- **Exercise objective**
Please retype the entries below, starting with the line containing "Expected output: for each instance of the blue" and continuing through the last line of the entries, keeping every character unchanged.

- **Extracted entries**
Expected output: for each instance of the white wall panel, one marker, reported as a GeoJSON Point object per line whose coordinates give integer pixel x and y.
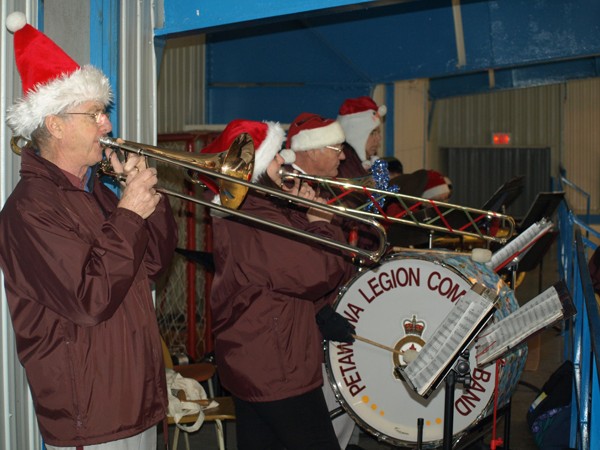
{"type": "Point", "coordinates": [181, 84]}
{"type": "Point", "coordinates": [18, 426]}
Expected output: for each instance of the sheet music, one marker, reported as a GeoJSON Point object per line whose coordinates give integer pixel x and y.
{"type": "Point", "coordinates": [518, 245]}
{"type": "Point", "coordinates": [552, 305]}
{"type": "Point", "coordinates": [449, 339]}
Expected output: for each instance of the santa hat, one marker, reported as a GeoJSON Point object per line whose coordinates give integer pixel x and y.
{"type": "Point", "coordinates": [267, 138]}
{"type": "Point", "coordinates": [358, 117]}
{"type": "Point", "coordinates": [52, 81]}
{"type": "Point", "coordinates": [310, 131]}
{"type": "Point", "coordinates": [437, 186]}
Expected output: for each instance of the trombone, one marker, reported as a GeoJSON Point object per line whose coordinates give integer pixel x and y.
{"type": "Point", "coordinates": [233, 170]}
{"type": "Point", "coordinates": [436, 217]}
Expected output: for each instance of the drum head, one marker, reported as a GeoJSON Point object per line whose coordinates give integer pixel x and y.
{"type": "Point", "coordinates": [399, 305]}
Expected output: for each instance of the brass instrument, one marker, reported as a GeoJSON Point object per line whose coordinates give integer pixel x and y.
{"type": "Point", "coordinates": [473, 222]}
{"type": "Point", "coordinates": [233, 169]}
{"type": "Point", "coordinates": [237, 162]}
{"type": "Point", "coordinates": [234, 175]}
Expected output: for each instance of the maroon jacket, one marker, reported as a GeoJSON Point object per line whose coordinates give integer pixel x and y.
{"type": "Point", "coordinates": [77, 276]}
{"type": "Point", "coordinates": [266, 291]}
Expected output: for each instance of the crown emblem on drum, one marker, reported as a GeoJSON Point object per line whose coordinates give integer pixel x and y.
{"type": "Point", "coordinates": [414, 326]}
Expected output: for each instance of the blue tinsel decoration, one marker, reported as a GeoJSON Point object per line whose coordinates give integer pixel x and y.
{"type": "Point", "coordinates": [381, 177]}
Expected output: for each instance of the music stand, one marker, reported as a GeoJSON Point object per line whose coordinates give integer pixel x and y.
{"type": "Point", "coordinates": [505, 195]}
{"type": "Point", "coordinates": [543, 206]}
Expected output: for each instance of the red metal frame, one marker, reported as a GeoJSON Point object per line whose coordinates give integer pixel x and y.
{"type": "Point", "coordinates": [190, 146]}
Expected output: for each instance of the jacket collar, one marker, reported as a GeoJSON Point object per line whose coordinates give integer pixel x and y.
{"type": "Point", "coordinates": [33, 165]}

- **Full solution**
Expected output: for each instance of the blue tinsel decoration, one marker, reported as a GeoJSON Point object per line whose coordinates give integer pixel x and y.
{"type": "Point", "coordinates": [381, 177]}
Expected output: for each instance of the music stand, one marker, reported as a GeoJSON Point object per line whose coordinates give integer pixel x and y.
{"type": "Point", "coordinates": [505, 195]}
{"type": "Point", "coordinates": [543, 206]}
Expected output: for each instance of the red metal frame, one marker, reported as a GeoJSON Point object per line whose coordinates give integer pixel x and y.
{"type": "Point", "coordinates": [190, 146]}
Expected output: for each instance of the jacket collar, one marker, reported as a GeoJSON Point object per line whose coordinates give integer pixel x and y.
{"type": "Point", "coordinates": [33, 165]}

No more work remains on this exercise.